--- YOUR GOAL ---
Reproduce everything from the line containing "TARGET: glass base" down to the end of the entries, requests included, and scale each answer point's coordinates by multiplying them by 0.75 and rounding to whole numbers, with halves rounded up. Leave the requests and their sample coordinates unchanged, and omit the pictures.

--- SUPPLIED RECORDS ---
• • •
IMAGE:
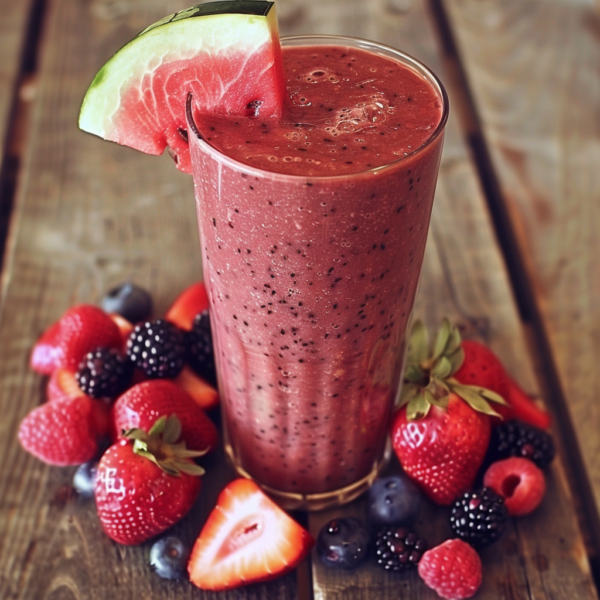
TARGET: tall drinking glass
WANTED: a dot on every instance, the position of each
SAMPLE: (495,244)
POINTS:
(311,282)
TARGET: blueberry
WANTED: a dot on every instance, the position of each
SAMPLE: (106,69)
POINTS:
(343,543)
(130,301)
(393,500)
(168,557)
(84,479)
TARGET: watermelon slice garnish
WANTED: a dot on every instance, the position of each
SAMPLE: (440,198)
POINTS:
(226,53)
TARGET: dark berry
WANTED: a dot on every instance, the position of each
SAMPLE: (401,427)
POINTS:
(84,479)
(168,557)
(158,348)
(343,543)
(515,438)
(130,301)
(104,373)
(393,500)
(398,548)
(200,349)
(479,517)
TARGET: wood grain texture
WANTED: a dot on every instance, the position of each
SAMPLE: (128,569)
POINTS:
(13,31)
(534,70)
(90,214)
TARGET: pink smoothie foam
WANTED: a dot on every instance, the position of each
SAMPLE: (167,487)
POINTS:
(312,267)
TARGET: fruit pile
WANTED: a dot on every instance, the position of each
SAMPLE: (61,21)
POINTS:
(127,397)
(467,437)
(127,400)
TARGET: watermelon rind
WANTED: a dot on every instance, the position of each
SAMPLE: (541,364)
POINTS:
(212,29)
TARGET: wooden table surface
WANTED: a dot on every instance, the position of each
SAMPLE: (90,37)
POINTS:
(510,257)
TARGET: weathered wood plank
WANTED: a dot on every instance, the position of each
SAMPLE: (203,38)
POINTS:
(13,31)
(464,278)
(533,68)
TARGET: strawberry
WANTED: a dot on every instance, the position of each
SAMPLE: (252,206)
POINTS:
(66,431)
(452,569)
(146,482)
(202,392)
(187,305)
(63,384)
(142,404)
(441,431)
(247,538)
(483,368)
(443,450)
(44,355)
(125,327)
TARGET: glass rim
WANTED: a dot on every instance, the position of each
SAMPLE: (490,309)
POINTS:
(337,40)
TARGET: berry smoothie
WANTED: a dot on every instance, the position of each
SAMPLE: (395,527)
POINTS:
(313,230)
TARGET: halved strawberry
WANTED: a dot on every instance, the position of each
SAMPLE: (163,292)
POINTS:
(141,405)
(66,431)
(84,328)
(203,394)
(187,305)
(247,538)
(44,354)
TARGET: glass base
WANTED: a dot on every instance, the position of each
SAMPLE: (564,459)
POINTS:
(320,501)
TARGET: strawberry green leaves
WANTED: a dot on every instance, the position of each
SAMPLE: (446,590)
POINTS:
(161,445)
(428,374)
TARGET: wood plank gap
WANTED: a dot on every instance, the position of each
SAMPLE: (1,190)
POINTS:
(538,340)
(16,134)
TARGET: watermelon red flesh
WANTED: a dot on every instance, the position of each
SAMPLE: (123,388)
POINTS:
(152,117)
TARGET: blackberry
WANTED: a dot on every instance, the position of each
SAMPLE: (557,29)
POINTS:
(104,373)
(200,354)
(158,348)
(398,548)
(479,517)
(515,438)
(343,543)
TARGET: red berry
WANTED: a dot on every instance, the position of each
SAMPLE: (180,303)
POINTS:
(187,305)
(443,450)
(452,569)
(66,431)
(247,538)
(136,499)
(82,329)
(519,481)
(44,355)
(481,367)
(144,403)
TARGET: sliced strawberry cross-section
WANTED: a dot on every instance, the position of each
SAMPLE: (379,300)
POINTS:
(247,538)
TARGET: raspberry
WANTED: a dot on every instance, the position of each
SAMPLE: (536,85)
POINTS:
(397,548)
(452,569)
(515,438)
(479,517)
(104,373)
(200,348)
(519,481)
(158,348)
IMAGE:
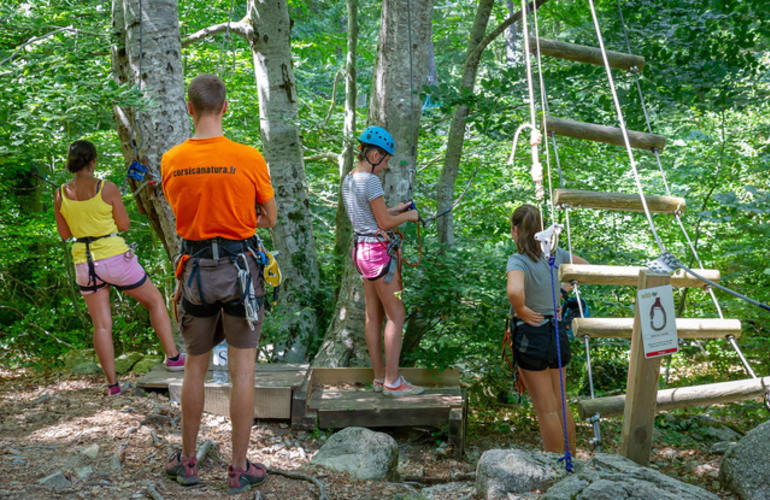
• • •
--- COMPLETED TASK ---
TARGET: glass base
WANTED: a dot on every instance, the position of each
SAMPLE: (564,459)
POINTS:
(240,376)
TARGET: strawberry green leaves
WANTED: a dot on every instance, the position of each
SAMPLE: (446,590)
POINTS:
(121,334)
(321,281)
TARGET: wood plank gap
WANTED: a dot on every instance, the position of each
SAMPLE: (1,190)
POINTS:
(404,255)
(12,101)
TARGET: watermelon red flesh
WANTED: a dot on every instance, the position of each
SAMPLE: (123,388)
POINTS:
(114,88)
TARGET: blackberry
WANTED: a dot on every instance, the position of each
SAMPLE: (557,29)
POINTS:
(78,280)
(150,266)
(119,261)
(299,411)
(359,388)
(386,329)
(257,407)
TARGET: red berry
WANTED: a dot on every instance, the position of each
SAMPLE: (180,303)
POINTS:
(140,229)
(332,338)
(339,427)
(50,323)
(185,404)
(102,374)
(62,247)
(389,361)
(33,266)
(361,275)
(108,302)
TARGET: sliced strawberry cross-section
WANTED: a dot on every instance, the position of each
SAMPLE: (379,300)
POINTS:
(185,404)
TARGET: raspberry
WANTED: a dot on every instance, the position of each
SAMPLE: (536,85)
POINTS:
(298,411)
(339,427)
(386,329)
(359,388)
(78,280)
(150,261)
(389,361)
(119,261)
IMAGE:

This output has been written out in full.